>> Start

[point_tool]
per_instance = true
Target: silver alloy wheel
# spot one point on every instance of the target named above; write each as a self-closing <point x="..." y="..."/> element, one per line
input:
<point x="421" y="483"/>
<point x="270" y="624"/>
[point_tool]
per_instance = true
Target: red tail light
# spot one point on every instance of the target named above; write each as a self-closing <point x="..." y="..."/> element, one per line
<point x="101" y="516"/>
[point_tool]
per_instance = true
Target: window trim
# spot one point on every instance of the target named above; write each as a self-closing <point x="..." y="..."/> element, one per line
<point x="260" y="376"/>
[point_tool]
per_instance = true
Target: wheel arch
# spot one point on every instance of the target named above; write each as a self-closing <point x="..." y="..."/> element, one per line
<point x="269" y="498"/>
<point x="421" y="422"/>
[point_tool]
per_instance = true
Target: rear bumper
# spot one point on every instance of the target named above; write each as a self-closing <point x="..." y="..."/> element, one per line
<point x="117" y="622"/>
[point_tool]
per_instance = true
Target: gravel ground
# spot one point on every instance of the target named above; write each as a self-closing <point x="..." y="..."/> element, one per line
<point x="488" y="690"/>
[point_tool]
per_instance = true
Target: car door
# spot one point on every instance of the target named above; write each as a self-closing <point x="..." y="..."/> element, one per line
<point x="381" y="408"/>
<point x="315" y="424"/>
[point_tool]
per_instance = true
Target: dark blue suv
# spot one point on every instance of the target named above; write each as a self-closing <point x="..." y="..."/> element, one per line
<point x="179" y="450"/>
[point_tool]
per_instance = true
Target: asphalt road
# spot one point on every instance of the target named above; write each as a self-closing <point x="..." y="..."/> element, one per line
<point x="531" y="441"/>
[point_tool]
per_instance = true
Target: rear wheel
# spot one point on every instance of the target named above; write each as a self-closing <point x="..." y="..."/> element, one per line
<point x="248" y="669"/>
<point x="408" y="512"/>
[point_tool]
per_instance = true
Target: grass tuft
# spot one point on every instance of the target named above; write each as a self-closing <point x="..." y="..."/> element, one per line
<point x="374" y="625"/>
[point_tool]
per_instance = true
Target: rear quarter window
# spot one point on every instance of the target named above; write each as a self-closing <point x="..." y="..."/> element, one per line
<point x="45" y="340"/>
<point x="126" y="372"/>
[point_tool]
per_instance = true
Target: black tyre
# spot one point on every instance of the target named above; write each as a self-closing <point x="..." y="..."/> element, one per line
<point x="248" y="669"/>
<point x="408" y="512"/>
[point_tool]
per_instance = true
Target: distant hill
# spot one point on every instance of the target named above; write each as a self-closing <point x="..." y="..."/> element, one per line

>> End

Problem requirements: Extract each line of the items that contains the string "wheel", and list those lines in their original order.

In response:
Target: silver alloy wheel
Target: wheel arch
Target: rear wheel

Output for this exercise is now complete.